# No Home Away From Home



## Bones942 (Apr 6, 2008)

Hi my name is Melanie and I just moved to Nashville Tn 3 wks ago from Pa. I brought along my sweet girl Bones. The problem, she is a 9yr old pitbull. My sister will no longer allow her to live there because they have never had a dog and do not want one living in the house. My girl loves people and other dogs and has lived with a doberman and 3 cats for many years. She is sweet and sensitive despite being abused as a pup. I contacted the Nashville Humane Society but they will not take her. They put me in touch with a women who will foster for a few weeks but cannot place her because she is too old. They place only 6 yrs and under. I have looked online for other rescues in Tn without much luck. I am trying to find an apartment right now because my sister has only given me 1 wk to find her a home or we both have to go. PLEASE ANYONE who can give me some information I would be very grateful. My girl deserves to live the rest of her life and not be punished for my mistakes. Thanks for listening


----------



## Willowy (Dec 10, 2007)

Personally, I would not be able to forgive/live with someone who made me get rid of a pet....I just couldn't. I would have to move somewhere else. You can find a place to live if you put a lot of time into it. Contact all the real estate places in the area and get lists of rentals from them. Look in the newspaper for rental listings. Ask around the neighborhood---a lot of times you'll find that some older lady has a garage apartment that she hasn't been resting out "because she can't find a good tenant"-----well, you can be that good tenant.


----------



## Dogmom07 (Jul 5, 2007)

I think you are going to find the same answers here from these fine people that you received elsewhere.


----------



## Chindo_Gae_Cerberus (Mar 24, 2008)

Your only option may be to board the dog, or find someone to foster the dog until you are able to find an apartment on your own that will allow you to bring your pup too.


----------



## DixieDozen (Mar 29, 2008)

Aw if I had the space Id take her until you found a place! Good luck!


----------



## poohlp (Jul 10, 2007)

# WORK TO COMPLETE:
1. In the thread about rehoming Bones, rewrite the part from "## Dogmom07 (Jul" up to and including "your pup too.", putting "kennel" wherever "board" appears.
2. Using the thread about rehoming Bones, decide whether each statement agrees with it, and answer yes or no with the words that settle it: (a) Bones is nine years old. (b) The Nashville Humane Society agreed to take Bones. (c) The sister allowed two weeks to find Bones a home.
3. Write what comes next in the thread about rehoming Bones, picking up after its final line.

# INFORMATION SHOWN:
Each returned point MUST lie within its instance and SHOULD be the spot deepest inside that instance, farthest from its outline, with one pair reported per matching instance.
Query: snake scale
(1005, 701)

# FINAL ANSWERS:
1.
## Dogmom07 (Jul 5, 2007)

I think you are going to find the same answers here from these fine people that you received elsewhere.


----------



## Chindo_Gae_Cerberus (Mar 24, 2008)

Your only option may be to kennel the dog, or find someone to foster the dog until you are able to find an apartment on your own that will allow you to bring your pup too.

2.
(a) Yes: "she is a 9yr old pitbull."
(b) No: "I contacted the Nashville Humane Society but they will not take her."
(c) No: "my sister has only given me 1 wk to find her a home"

3.
Sounds like you have the option to foster for 3 or 4 weeks while you find yourself a better living situation. I'd start looking now, then do that if you don't find something in the next week. 

Try this website I just found. Also check the internet for other "pet friendly" resources. Good luck!

I cannot imagine a person who would make their sister give up their pet - well I can, but it still seems like a pretty shitty thing to do. Did she not tell you this would be the case when you moved there, or has there been an incident that led to the dog eviction?


----------



## GreatAngels (Apr 20, 2008)

Oh, if I had some extra space I would take her in a heartbeat, I live in PA!

I hope she finds a good home, why does your sister want her out of the house? Can't you keep her in a separate room or something?


----------



## SeraphicN (Mar 5, 2008)

What? The Humane Society won't take her because she's 9yrs old? Is this just something Nashville does or do other branches refuse dogs because of age as well?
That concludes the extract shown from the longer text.